> EXERCISE AIM
Copy out each line of the data holding "police".

Top of DATA SHOWN

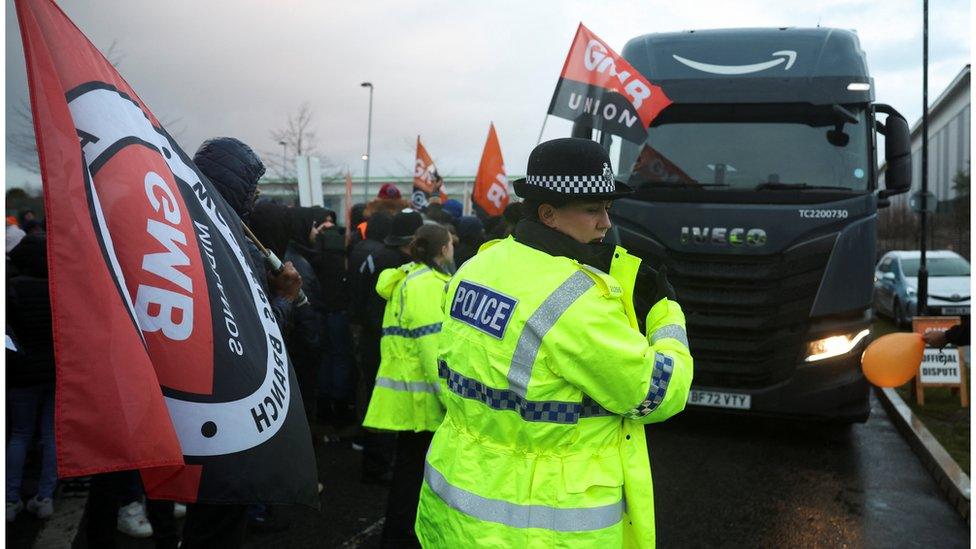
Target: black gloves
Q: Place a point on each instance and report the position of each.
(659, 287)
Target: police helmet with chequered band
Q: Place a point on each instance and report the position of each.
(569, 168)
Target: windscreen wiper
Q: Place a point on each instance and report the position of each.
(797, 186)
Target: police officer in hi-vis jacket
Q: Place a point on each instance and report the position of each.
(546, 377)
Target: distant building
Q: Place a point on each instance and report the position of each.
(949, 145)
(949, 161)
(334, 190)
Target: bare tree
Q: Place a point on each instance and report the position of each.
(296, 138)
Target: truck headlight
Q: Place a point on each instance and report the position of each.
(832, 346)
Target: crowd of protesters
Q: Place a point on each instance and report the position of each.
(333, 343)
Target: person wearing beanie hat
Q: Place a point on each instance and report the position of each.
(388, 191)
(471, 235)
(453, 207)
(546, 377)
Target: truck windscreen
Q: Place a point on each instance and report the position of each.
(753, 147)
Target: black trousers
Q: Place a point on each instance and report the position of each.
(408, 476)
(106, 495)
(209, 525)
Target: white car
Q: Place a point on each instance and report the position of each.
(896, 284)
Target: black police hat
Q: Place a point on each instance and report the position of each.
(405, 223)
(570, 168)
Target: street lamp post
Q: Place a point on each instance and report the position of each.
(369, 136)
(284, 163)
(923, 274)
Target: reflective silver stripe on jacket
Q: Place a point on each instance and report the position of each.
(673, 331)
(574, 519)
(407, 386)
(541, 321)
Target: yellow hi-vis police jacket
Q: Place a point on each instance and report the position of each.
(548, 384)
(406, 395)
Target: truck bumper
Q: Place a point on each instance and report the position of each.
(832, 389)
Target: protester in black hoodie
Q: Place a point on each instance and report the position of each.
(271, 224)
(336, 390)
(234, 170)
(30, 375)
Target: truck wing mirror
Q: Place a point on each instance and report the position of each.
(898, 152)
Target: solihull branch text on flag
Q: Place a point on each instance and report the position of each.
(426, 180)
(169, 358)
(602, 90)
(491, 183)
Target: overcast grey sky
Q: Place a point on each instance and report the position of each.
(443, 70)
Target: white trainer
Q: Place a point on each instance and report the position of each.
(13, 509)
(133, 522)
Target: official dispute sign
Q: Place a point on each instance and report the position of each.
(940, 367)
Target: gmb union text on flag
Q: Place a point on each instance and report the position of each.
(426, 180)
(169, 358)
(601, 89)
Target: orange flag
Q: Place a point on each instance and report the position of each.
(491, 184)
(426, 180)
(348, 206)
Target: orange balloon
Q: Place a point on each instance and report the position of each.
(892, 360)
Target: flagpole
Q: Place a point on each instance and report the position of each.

Bottom of DATA SHOWN
Top of DATA SHOWN

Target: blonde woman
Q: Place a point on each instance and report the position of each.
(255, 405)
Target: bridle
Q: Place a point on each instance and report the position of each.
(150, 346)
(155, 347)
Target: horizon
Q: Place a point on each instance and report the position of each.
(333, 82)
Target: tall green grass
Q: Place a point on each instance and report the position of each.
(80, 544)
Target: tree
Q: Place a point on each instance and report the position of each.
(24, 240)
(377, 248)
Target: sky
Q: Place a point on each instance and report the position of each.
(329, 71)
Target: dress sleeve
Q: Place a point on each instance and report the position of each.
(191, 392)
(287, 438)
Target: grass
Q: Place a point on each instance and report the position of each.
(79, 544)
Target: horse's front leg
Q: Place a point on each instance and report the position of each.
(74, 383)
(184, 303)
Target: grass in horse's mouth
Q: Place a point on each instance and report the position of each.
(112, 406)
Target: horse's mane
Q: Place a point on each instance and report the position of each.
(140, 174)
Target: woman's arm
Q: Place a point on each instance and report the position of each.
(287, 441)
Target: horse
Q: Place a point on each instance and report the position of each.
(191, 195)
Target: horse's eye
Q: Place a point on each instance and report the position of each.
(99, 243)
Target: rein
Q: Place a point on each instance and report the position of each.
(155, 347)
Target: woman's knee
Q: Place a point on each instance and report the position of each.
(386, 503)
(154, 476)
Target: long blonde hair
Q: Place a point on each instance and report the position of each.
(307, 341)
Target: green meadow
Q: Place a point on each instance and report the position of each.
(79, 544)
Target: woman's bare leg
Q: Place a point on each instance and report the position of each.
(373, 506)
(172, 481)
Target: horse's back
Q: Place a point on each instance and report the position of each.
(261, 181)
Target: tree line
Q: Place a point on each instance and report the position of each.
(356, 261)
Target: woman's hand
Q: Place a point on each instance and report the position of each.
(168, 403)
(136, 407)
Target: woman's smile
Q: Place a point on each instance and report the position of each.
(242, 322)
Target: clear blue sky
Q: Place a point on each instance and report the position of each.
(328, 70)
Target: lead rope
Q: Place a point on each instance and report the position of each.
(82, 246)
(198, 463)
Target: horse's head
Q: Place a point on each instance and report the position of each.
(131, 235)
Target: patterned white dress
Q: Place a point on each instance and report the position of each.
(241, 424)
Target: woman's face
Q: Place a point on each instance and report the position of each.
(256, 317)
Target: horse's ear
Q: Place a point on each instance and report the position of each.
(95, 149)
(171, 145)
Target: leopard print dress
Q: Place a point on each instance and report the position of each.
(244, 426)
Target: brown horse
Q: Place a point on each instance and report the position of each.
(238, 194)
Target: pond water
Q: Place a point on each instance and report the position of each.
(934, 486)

Bottom of DATA SHOWN

> TASK RESPONSE
Target: police helmet with chequered band
Target: police officer in hi-vis jacket
Target: black police hat
Target: yellow hi-vis police jacket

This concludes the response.